*INFORMATION SUPPLIED*.
* * * *

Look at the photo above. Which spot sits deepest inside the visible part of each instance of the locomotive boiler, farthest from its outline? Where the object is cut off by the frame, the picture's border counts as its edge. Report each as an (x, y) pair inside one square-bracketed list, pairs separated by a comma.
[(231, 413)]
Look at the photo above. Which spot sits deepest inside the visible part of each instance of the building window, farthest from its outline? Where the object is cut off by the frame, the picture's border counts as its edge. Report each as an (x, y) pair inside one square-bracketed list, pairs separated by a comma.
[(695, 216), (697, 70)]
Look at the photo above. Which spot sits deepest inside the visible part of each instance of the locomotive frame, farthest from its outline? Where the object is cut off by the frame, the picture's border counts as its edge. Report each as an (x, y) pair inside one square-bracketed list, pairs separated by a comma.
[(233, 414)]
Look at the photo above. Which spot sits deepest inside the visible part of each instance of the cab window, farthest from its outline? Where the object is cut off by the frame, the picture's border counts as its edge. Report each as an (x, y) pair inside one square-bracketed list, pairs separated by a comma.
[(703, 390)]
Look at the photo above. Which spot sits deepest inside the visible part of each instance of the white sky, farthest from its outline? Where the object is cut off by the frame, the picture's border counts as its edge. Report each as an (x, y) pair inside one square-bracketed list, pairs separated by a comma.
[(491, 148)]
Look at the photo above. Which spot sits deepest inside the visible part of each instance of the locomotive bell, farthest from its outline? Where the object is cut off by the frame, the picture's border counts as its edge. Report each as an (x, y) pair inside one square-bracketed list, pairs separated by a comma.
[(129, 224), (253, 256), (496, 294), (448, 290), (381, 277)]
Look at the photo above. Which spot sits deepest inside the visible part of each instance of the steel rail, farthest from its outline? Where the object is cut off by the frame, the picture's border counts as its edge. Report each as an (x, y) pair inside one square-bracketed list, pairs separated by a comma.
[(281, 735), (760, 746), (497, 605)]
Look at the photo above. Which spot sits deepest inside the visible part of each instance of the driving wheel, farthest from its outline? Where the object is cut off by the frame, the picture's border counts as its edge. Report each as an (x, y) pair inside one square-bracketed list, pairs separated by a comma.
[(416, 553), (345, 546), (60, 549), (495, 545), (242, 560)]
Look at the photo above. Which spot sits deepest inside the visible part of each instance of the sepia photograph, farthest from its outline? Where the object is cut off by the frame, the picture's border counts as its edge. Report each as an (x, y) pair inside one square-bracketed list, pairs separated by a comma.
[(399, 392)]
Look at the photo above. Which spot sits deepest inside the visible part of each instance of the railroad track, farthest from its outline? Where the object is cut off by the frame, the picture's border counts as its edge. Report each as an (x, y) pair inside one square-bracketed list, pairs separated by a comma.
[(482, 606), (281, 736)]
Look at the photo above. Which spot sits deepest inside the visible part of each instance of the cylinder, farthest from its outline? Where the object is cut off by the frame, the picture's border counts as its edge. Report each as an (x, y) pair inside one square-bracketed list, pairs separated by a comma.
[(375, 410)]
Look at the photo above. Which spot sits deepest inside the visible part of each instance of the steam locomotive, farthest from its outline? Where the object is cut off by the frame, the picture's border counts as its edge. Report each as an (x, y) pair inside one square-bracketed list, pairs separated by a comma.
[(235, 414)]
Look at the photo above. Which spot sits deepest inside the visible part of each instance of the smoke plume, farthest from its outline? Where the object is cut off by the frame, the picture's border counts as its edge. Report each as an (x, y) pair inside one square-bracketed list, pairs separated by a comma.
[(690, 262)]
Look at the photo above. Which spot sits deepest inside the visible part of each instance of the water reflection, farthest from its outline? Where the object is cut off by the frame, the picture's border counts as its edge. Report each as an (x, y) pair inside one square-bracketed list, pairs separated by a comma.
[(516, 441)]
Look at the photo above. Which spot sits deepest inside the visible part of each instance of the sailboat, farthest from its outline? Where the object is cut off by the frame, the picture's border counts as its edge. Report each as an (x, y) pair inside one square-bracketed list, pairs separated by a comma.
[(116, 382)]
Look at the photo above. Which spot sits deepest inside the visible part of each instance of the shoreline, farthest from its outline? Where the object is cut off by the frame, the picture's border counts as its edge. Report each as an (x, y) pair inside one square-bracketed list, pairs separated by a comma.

* * * *

*PROBLEM DESCRIPTION*. Turn all of the items above into a numbered list, leaving out any blank lines.

*WRITTEN SOLUTION*.
1. Look at the photo above. Which spot sits deepest inside the visible part of each instance of the locomotive boiler, farthest from its outline? Where the object is cut off by the frame, the picture's border counts as its edge. Report each as an (x, y) pair inside one square-bracketed list, pairs separated by a comma.
2. [(231, 413)]
3. Look at the photo above. Which spot sits deepest inside the visible part of each instance of the building window, farthest from its outline? Where the object is cut off by the frame, the picture's border counts as its edge. Report each as an (x, y) pair inside one square-bracketed list, pairs separated by a comma.
4. [(695, 216), (697, 70)]
5. Look at the photo above. Which spot sits deepest inside the visible part of each instance of the locomotive frame, farthest from its outline? Where the object is cut off by the frame, the picture's border counts as its edge. Report each as an (x, y) pair inside one square-bracketed list, pairs separated by a comma.
6. [(233, 414)]
7. Look at the photo above. Which spot sits deepest inside the visible part of each instance of the cab window, farthest from its outline? Where the object is cut off by the frame, the picture's border counts as its edge. Report each as an (x, y) pair inside one square-bracketed list, pairs separated by a comma.
8. [(703, 390)]
9. Look at the photo above. Which spot sits deepest inside the visible part of each instance of the white sky, farthest from its outline? Where the object is cut off by the frame, the picture's border counts as its edge. Report each as an (x, y) pair inside one square-bracketed list, pairs separated by a comma.
10. [(491, 148)]
11. Look at the photo above. Which spot sits deepest inside the visible part of each instance of the locomotive bell, farthest from its outline? Where the object is cut off by the frame, the picture's border counts as its edge. Report each as an (x, y) pair inside one square-bracketed list, pairs separated by a comma.
12. [(129, 224), (253, 256), (496, 294), (448, 290), (381, 277)]
13. Look at the photo above. Which spot sits deepest inside the visible part of each instance of the steel rail, farthest from its outline? Where the object is cut off by the frame, the picture's border counts as its edge. Report each as an (x, y) pair inside one square-bracketed list, pairs separated by a comma.
14. [(281, 735), (760, 746), (497, 605)]
15. Look at the photo above. Which spot sits deepest inside the visible part of each instance of the driving wheel, farthest from its outline? Where the object is cut off by the frame, the picture's border counts as its edge. Report each as an (x, y) pair inside one square-bracketed list, pairs separated by a comma.
16. [(416, 553), (345, 546), (60, 549), (495, 545), (242, 560)]
17. Look at the photo above. Which spot sits deepest inside the visible part of each instance of the sepia photograph, farthest from its outline? Where the object is cut off by the frame, the picture's border counts as its edge. Report each as an (x, y) pair inside one square-bracketed list, pairs separated by a comma.
18. [(399, 392)]
19. Look at the photo above. Which spot sits deepest inside the visible part of each instance of the railroad track, farthest from its outline? Where the object is cut off by the frame, the picture's border counts as its edge. Report each as an (x, y) pair inside one square-bracketed list, pairs separated by a comma.
20. [(482, 606), (281, 736)]
21. Look at the photo above. Which spot sits deepest inside the visible part of each instance of the cylinder, farthest from its outline? Where the object is cut off by the frame, the picture's border counts as its edge. Report each as an (x, y) pair inside one square-bracketed list, pairs separated by a comma.
22. [(375, 410)]
23. Look at the photo above. Which spot sits deepest inside the visible part of each instance of the steam locomotive, farthest from its outline? Where the object is cut off by the frame, the picture's border counts as its edge. Report each as an (x, y) pair inside one square-bracketed list, pairs separated by a comma.
24. [(235, 414)]
25. Look at the photo above. Which spot sits deepest inside the visible part of each instance of the smoke plume, farthest from its outline? Where the object is cut off by the frame, the picture's border counts as its edge. Report each as an (x, y) pair inside one square-bracketed list, pairs separated by a comma.
26. [(690, 262)]
27. Look at the photo above. Which spot sits deepest inside the visible part of each instance of the water reflection, farthest from its outline? Where the object is cut off by the frame, the picture's border counts as its edge. Report each as an (x, y) pair inside one square-bracketed list, pairs separated by a comma.
28. [(516, 441)]
29. Look at the photo above. Which spot sits deepest inside the visible part of each instance of the sailboat, farthest from its outline? Where the object is cut off by the frame, the picture's border counts as its edge. Report each as an (x, y) pair inside one square-bracketed list, pairs separated by a comma.
30. [(116, 382)]
31. Look at the photo above. Which spot sits deepest inside the visible part of each instance of the shoreline, farthest from its outline? Where the object is cut off by the frame, the picture's border counts as its edge. Report each as an (x, y) pair inside one square-bracketed list, pairs separated by a comma.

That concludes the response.